_Records_.
========================================================================
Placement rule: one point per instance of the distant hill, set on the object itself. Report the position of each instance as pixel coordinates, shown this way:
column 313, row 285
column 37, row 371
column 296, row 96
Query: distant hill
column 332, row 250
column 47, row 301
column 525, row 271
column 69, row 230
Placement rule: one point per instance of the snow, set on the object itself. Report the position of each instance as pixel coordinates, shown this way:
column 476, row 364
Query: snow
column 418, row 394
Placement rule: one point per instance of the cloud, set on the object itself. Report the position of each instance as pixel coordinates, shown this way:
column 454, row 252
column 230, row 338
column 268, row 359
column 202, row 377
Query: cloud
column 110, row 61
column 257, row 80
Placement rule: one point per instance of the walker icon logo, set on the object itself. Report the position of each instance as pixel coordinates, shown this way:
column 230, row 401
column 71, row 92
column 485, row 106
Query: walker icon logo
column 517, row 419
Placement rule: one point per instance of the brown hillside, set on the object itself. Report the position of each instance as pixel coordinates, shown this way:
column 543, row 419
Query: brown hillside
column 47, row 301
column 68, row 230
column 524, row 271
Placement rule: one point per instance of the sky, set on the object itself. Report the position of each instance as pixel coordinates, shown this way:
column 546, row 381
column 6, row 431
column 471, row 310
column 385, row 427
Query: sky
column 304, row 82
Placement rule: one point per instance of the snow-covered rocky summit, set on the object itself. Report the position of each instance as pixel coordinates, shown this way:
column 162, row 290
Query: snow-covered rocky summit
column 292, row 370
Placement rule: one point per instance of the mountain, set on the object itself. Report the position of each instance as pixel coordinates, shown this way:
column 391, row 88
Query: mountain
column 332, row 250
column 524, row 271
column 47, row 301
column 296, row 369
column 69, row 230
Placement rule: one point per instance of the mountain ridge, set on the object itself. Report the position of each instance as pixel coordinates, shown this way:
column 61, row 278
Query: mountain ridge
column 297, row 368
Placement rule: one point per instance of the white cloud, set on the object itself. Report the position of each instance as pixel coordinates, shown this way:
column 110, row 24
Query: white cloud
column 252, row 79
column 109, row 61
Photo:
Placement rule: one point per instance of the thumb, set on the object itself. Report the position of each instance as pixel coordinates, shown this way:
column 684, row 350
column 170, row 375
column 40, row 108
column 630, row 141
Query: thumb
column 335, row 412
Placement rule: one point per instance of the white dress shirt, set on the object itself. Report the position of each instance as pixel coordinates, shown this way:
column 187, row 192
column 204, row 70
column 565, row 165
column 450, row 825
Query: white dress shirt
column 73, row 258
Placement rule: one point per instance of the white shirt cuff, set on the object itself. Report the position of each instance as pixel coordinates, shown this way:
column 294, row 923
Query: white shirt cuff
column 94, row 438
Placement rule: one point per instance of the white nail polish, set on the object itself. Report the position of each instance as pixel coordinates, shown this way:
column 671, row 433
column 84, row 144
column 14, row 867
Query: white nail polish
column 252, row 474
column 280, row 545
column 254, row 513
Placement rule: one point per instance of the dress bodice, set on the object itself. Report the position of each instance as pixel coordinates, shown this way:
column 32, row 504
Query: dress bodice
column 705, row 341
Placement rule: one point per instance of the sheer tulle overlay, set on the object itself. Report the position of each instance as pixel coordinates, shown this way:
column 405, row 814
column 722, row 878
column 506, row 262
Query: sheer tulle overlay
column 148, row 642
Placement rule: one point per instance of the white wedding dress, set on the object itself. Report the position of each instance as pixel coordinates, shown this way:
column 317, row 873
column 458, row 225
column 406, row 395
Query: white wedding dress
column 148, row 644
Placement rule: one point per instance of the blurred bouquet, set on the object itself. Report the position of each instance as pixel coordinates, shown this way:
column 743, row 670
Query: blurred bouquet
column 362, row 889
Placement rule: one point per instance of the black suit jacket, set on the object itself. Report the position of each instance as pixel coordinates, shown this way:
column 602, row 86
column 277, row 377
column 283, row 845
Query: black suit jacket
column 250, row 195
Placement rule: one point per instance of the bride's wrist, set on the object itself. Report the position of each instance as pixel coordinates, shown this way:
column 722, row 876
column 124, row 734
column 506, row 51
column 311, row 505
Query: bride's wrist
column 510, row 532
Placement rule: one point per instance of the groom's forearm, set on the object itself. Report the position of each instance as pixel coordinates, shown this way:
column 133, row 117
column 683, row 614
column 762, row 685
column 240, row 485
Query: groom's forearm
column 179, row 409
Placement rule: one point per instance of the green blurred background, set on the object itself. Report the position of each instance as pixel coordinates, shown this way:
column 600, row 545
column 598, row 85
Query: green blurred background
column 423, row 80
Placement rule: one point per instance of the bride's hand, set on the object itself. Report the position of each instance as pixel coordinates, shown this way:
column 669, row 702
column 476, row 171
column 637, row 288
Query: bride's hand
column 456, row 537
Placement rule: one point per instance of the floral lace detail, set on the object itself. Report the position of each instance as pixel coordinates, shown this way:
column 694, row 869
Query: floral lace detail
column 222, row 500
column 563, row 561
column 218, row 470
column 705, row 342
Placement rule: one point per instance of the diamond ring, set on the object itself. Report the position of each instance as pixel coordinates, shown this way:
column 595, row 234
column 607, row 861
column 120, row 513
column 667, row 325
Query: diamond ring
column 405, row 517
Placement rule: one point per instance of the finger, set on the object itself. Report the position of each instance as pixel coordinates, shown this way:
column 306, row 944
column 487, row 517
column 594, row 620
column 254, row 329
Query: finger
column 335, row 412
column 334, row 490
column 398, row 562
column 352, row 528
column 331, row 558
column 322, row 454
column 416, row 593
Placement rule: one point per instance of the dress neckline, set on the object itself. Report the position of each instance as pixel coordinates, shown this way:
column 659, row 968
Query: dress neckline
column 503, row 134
========================================================================
_Exercise details_. Copy out every one of the lines above word for word, with nothing added, dropped, or changed.

_Task response_.
Placement rule: one point per instance of the distant hill, set on the object itself. Report the position of each instance as pixel coordinates, shown this way:
column 313, row 285
column 37, row 371
column 296, row 96
Query: distant hill
column 332, row 250
column 47, row 301
column 525, row 271
column 69, row 230
Placement rule: one point per instance of the snow, set on the object itself. Report the position of each instance as pixel coordinates, shown this way:
column 476, row 364
Query: snow
column 418, row 394
Placement rule: one point per instance of the cloud, set on the object itself. Report the position of each instance as pixel coordinates, shown this way:
column 454, row 252
column 230, row 338
column 268, row 359
column 202, row 377
Query: cloud
column 110, row 61
column 257, row 80
Placement rule: one point per instance of the walker icon logo, set on the object itself. Report the position of each instance as pixel coordinates, shown this way:
column 230, row 401
column 71, row 92
column 485, row 106
Query: walker icon logo
column 517, row 419
Placement rule: one point per instance of the brown hillside, set on the object itself. Report the position of each instance as pixel coordinates, shown this way:
column 543, row 419
Query: brown hillside
column 47, row 301
column 68, row 230
column 524, row 271
Placement rule: one point per instance of the sky, set on the object itself. Report the position of each instance as pixel coordinates, shown this way:
column 546, row 381
column 6, row 431
column 471, row 310
column 385, row 427
Query: sky
column 304, row 82
Placement rule: one point per instance of the snow-covered rocky summit, set on the object itself. Report the position of each instance as pixel coordinates, shown this way:
column 162, row 290
Query: snow-covered rocky summit
column 292, row 370
Placement rule: one point per instance of the mountain, set on the object itself. Report the position of each instance as pixel coordinates, shown this way:
column 391, row 88
Query: mountain
column 332, row 250
column 524, row 271
column 47, row 301
column 296, row 369
column 69, row 230
Placement rule: one point per instance of the mountain ridge, set on the object itself. Report the position of each instance as pixel coordinates, shown this way:
column 61, row 278
Query: mountain ridge
column 297, row 368
Placement rule: one point per instance of the white cloud, set on the object itself. Report the position of each instance as pixel coordinates, shown this way:
column 110, row 24
Query: white cloud
column 252, row 79
column 109, row 61
Photo:
Placement rule: one point per instance of the thumb, set on the object itself. Report the position of each instance as pixel coordinates, shown this way:
column 684, row 350
column 170, row 375
column 40, row 108
column 630, row 141
Query: thumb
column 335, row 412
Placement rule: one point per instance of the white dress shirt, set on the object itself. Report the position of each instance as pixel coordinates, shown this way:
column 187, row 192
column 204, row 70
column 565, row 165
column 450, row 825
Query: white dress shirt
column 73, row 258
Placement rule: one point per instance of the white shirt cuff, set on the object itself. Report the position of each instance as pixel coordinates, shown this way:
column 294, row 923
Query: white shirt cuff
column 94, row 438
Placement rule: one point per instance of the white nail polish, set on the object itself. Report the position of each instance as pixel coordinates, shown this way:
column 671, row 433
column 84, row 144
column 14, row 867
Query: white nail polish
column 252, row 474
column 280, row 545
column 254, row 513
Placement rule: one point per instance of the dress bodice, set on the object itself. Report the position of each instance as pixel coordinates, shown this way:
column 32, row 504
Query: dress bodice
column 705, row 341
Placement rule: one point per instance of the sheer tulle overlay, set on the object itself. Report the position of each instance as pixel coordinates, shown this way:
column 405, row 814
column 722, row 878
column 506, row 262
Query: sheer tulle overlay
column 148, row 642
Placement rule: one point per instance of the white wedding dress, set on the object itself. Report the position of each instance as pixel coordinates, shown this way:
column 317, row 873
column 458, row 225
column 406, row 395
Query: white wedding dress
column 148, row 644
Placement rule: one point per instance of the blurred bouquet, set on the object itself. Report the position of each instance as pixel coordinates, shown this way:
column 743, row 670
Query: blurred bouquet
column 362, row 889
Placement rule: one point per instance of the black suit jacket, set on the object itself. Report the position of each instance as pixel coordinates, shown this way:
column 602, row 86
column 277, row 377
column 283, row 845
Query: black suit jacket
column 250, row 195
Placement rule: one point per instance of the bride's wrist, set on the object itself. Report the position of each instance as pixel coordinates, shown this way:
column 722, row 876
column 124, row 734
column 506, row 51
column 311, row 505
Query: bride's wrist
column 510, row 532
Placement rule: one point per instance of the groom's forearm, set on the object itself. Report the position of each instance as pixel coordinates, shown this way:
column 133, row 117
column 683, row 614
column 762, row 685
column 240, row 485
Query: groom's forearm
column 179, row 409
Placement rule: one point per instance of the green blurred background, set on the object itself. Report the position of each instance as pixel coordinates, shown this way:
column 600, row 545
column 598, row 85
Query: green blurred background
column 423, row 80
Placement rule: one point per instance of the bride's hand, set on the object itself. Report the position of each instance as pixel coordinates, shown this way:
column 669, row 702
column 476, row 171
column 637, row 288
Query: bride's hand
column 456, row 537
Placement rule: one point per instance of the floral lace detail, set on the object itself. Report the position of each instance as pixel coordinates, shown this way:
column 694, row 869
Query: floral lace detail
column 222, row 500
column 563, row 561
column 218, row 470
column 705, row 342
Placement rule: one point per instance of the diamond ring, set on the object itself. Report the position of each instance as pixel coordinates, shown this way:
column 595, row 234
column 607, row 861
column 120, row 513
column 667, row 325
Query: diamond ring
column 405, row 517
Placement rule: one point per instance of the finger, set on the object itself. Report the position of each instance as pixel coordinates, shown this way:
column 306, row 944
column 487, row 517
column 594, row 620
column 254, row 329
Query: finger
column 335, row 412
column 334, row 490
column 398, row 562
column 352, row 528
column 331, row 558
column 322, row 454
column 416, row 593
Placement rule: one point per instance of the dress neckline, set on the object itself. Report the position of each instance as pixel coordinates, shown this way:
column 659, row 968
Query: dress neckline
column 503, row 134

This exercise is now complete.